[Source material Boundary: Start]

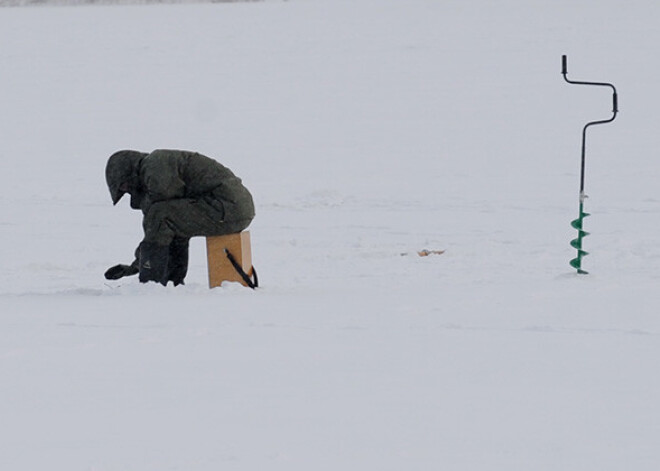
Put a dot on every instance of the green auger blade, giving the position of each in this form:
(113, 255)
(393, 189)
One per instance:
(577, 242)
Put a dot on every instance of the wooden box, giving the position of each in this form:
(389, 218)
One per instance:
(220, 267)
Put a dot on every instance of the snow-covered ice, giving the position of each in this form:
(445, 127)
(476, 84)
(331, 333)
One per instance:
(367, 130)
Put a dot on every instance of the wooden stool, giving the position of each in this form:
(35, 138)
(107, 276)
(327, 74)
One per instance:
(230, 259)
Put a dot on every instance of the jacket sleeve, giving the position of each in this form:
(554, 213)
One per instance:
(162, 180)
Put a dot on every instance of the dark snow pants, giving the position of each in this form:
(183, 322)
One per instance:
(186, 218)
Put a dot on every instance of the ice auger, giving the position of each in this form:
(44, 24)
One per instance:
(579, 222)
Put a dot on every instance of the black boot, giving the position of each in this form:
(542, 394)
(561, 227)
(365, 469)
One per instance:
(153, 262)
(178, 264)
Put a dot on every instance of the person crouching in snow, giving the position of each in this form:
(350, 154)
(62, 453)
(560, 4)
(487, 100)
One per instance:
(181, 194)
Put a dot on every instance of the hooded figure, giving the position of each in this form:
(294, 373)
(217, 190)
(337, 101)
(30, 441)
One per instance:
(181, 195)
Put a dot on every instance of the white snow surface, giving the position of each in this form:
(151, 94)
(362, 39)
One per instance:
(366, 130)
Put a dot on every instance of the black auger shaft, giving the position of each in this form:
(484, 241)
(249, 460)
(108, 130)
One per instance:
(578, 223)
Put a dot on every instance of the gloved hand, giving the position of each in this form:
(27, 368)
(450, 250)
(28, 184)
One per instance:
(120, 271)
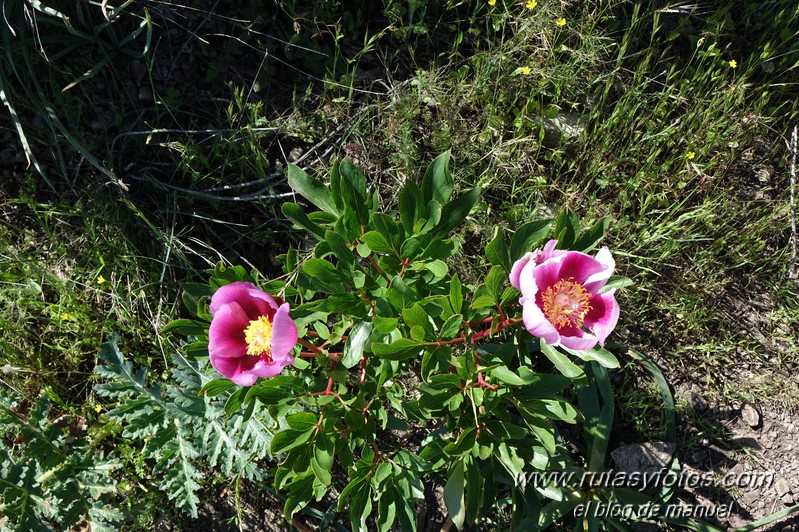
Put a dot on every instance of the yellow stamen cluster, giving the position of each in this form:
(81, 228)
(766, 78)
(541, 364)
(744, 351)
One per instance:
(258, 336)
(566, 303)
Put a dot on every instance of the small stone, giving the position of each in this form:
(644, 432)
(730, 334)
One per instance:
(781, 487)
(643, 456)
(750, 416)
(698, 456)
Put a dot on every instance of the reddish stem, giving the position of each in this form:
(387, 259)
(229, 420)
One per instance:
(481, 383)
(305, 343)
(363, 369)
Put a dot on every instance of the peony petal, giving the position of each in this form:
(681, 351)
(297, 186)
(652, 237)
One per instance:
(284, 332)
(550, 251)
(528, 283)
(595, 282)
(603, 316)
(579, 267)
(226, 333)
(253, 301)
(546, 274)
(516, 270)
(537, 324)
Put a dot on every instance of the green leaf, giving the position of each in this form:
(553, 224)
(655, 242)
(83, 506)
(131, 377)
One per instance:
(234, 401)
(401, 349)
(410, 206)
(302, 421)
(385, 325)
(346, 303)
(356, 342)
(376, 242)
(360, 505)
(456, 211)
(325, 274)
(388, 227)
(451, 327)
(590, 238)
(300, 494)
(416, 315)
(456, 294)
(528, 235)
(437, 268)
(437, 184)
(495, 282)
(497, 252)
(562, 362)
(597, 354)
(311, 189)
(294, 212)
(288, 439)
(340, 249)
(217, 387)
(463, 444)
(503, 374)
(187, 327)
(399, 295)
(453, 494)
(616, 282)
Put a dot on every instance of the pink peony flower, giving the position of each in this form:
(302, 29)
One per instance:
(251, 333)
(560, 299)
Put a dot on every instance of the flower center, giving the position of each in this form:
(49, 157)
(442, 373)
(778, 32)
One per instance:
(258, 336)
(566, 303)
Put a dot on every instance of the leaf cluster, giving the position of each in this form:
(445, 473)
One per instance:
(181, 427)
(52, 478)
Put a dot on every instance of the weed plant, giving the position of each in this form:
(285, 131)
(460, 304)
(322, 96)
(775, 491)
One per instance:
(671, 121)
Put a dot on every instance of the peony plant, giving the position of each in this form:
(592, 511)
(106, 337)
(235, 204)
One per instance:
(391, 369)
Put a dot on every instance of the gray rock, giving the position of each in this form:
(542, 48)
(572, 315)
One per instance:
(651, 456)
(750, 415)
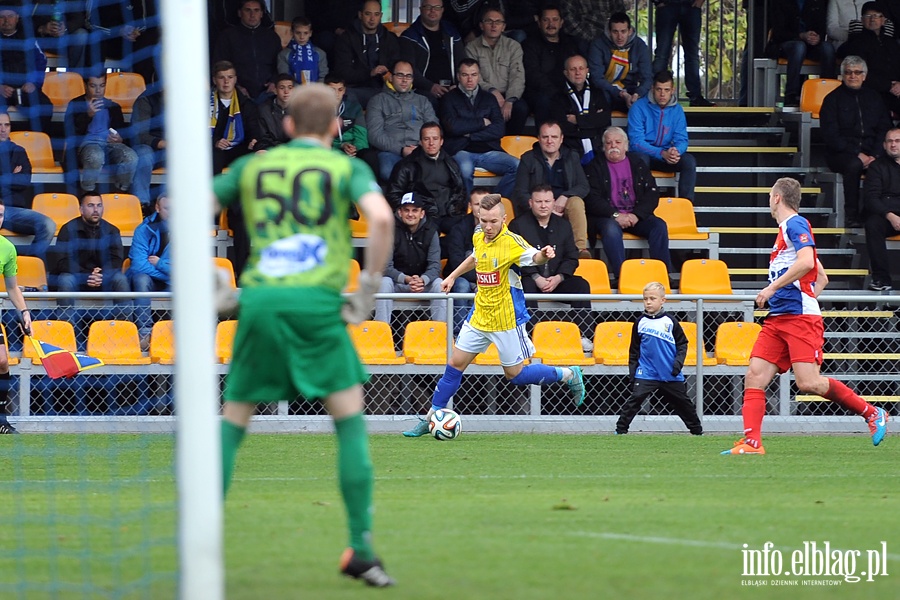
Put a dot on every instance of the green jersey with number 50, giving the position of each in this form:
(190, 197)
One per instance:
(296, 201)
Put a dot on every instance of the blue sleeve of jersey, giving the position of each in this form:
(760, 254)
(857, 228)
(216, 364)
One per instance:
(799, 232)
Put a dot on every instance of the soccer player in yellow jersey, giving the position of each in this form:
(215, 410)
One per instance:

[Source material Boundary: End]

### Brief
Exact copies of all the entries, without any pictures, are what the answer must contain.

### Solution
Put a dot on every instance of the green auger blade, giving the position of each in this form:
(113, 255)
(393, 189)
One per instance:
(577, 242)
Put a dot on every instance of the wooden box, giving the position of each in this form:
(389, 218)
One per instance:
(220, 267)
Put a dot on every instance of the snow-covered ice, giving the position of each in this form:
(445, 127)
(476, 84)
(331, 333)
One per instance:
(367, 130)
Put a dot on every instance of the wooden stool, giving the position of each in this form:
(35, 138)
(107, 276)
(327, 74)
One per instance:
(230, 259)
Put a dot on every instance of the jacket sleeve, giving the position of each in this form:
(554, 213)
One per instance:
(162, 180)
Put a dot on every instance of the dark snow pants, giving the position of each in this form:
(183, 322)
One per instance:
(186, 218)
Put a dot on every instance of the ice auger, giving the position of each in this form:
(44, 24)
One per instance:
(579, 222)
Put a dot on every instance of the black boot, giving the position of each in this form:
(542, 394)
(561, 227)
(365, 469)
One per instance:
(153, 262)
(178, 264)
Put a dot on every instance of the person crouching in snow, giving the position of each in this form:
(350, 154)
(62, 453)
(560, 4)
(487, 100)
One per instance:
(181, 194)
Put a dot on every instance of the hooded figure, giving the position of each in this form:
(294, 373)
(217, 190)
(337, 101)
(30, 441)
One per instance:
(181, 195)
Put a dot on every instance of the white snow surface, giving the position of each in this form:
(151, 94)
(362, 39)
One per instance:
(366, 130)
Put a dot on every instance of the black auger shaft, giving the position of each in this form:
(484, 241)
(249, 460)
(108, 130)
One per instance:
(578, 223)
Put a dot on every instance of the gloved hand, giving the position of each in this form:
(27, 368)
(450, 250)
(28, 184)
One per instance:
(120, 271)
Put a dot on every instance of the yellow stamen cluster, giving the position of each in this form:
(81, 228)
(766, 78)
(541, 364)
(744, 351)
One per instance:
(258, 336)
(566, 303)
Put a dot on every instance of the small stone, giving the position of each in this form:
(644, 432)
(730, 334)
One per instance:
(781, 487)
(643, 456)
(750, 416)
(698, 456)
Put a dot on every instance of the reddish stem, giving the position of each in this form:
(387, 259)
(229, 420)
One per instance:
(481, 383)
(305, 343)
(363, 369)
Put a dot on every instance of the peony petal, giving the position of each in this form:
(681, 351)
(297, 186)
(652, 237)
One per instance:
(284, 332)
(550, 251)
(528, 283)
(595, 282)
(603, 316)
(579, 267)
(226, 333)
(253, 301)
(546, 274)
(516, 270)
(537, 324)
Put a dot on every instance of the green leaf, giving the position of each in this form:
(553, 224)
(655, 242)
(83, 506)
(131, 377)
One per instance:
(234, 401)
(401, 349)
(410, 206)
(302, 421)
(385, 325)
(346, 303)
(356, 342)
(376, 242)
(360, 505)
(456, 211)
(325, 274)
(388, 227)
(451, 327)
(590, 238)
(300, 494)
(416, 315)
(456, 294)
(528, 235)
(437, 268)
(437, 184)
(495, 282)
(497, 252)
(562, 362)
(597, 354)
(311, 189)
(294, 212)
(288, 439)
(340, 249)
(217, 387)
(463, 444)
(503, 374)
(187, 327)
(399, 295)
(453, 494)
(616, 282)
Put a dot on every instance of the pink peony flower, giving the position of each in this form:
(302, 29)
One per instance:
(251, 333)
(560, 299)
Put a dot on every instance of the flower center, giving the position of each in this form:
(49, 157)
(442, 373)
(778, 32)
One per instance:
(258, 336)
(566, 303)
Put a dot on every instance of the leaf cluster, giving the position of each in this form:
(445, 473)
One per instance:
(181, 427)
(52, 478)
Put a dot on every instance of the weed plant, giving the position of each in this form:
(285, 131)
(460, 304)
(322, 96)
(775, 491)
One per instance:
(671, 121)
Put a dot on every instance of the peony plant, giving the position of each in this form:
(592, 511)
(106, 337)
(235, 204)
One per instance:
(391, 369)
Put a dot on every instance of the gray rock, giving the position of each in this form:
(542, 48)
(572, 315)
One per instance:
(651, 456)
(750, 415)
Put a dot on every instance of the green jersey with number 50, giving the position of each in this form:
(190, 197)
One per instance:
(296, 201)
Put a dot on every instance of the blue sleeve of jersey, giving the position of each in this form:
(760, 254)
(857, 228)
(216, 364)
One per instance:
(799, 232)
Put a dot on every instance of the soccer player in yellow jersey, giving the position of each in this form:
(215, 410)
One per instance:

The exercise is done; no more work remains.